■ Data extract:
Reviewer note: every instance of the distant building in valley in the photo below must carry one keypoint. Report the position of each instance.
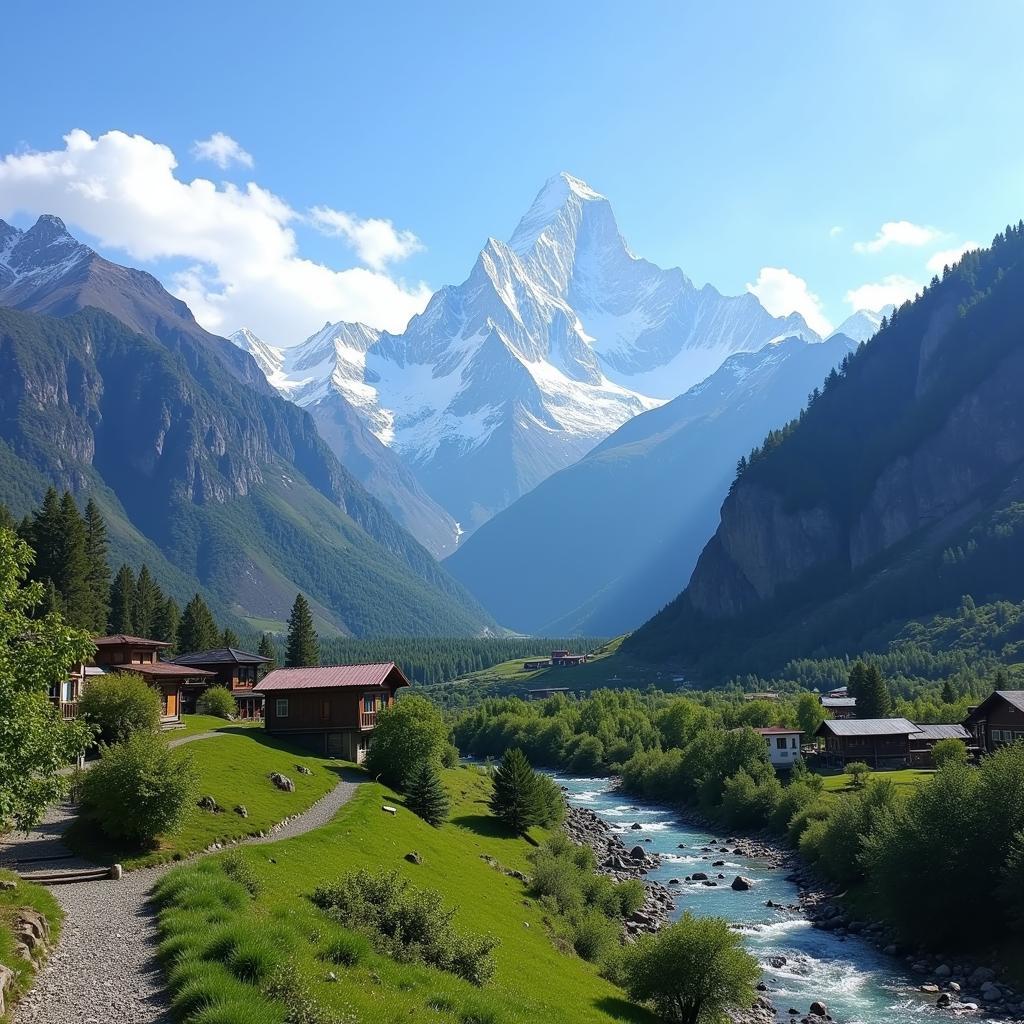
(331, 710)
(998, 720)
(783, 744)
(840, 708)
(236, 670)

■ What you will do:
Rewrite the items above with "distant building" swapped for "remote structure" and everything else unchanged. Leave the pictures out.

■ Reply to the task:
Reviewer note: every instance of the remote structure in valley in the photo below must carry one keypoint. Report the position of each instance.
(331, 710)
(998, 720)
(783, 744)
(840, 708)
(236, 670)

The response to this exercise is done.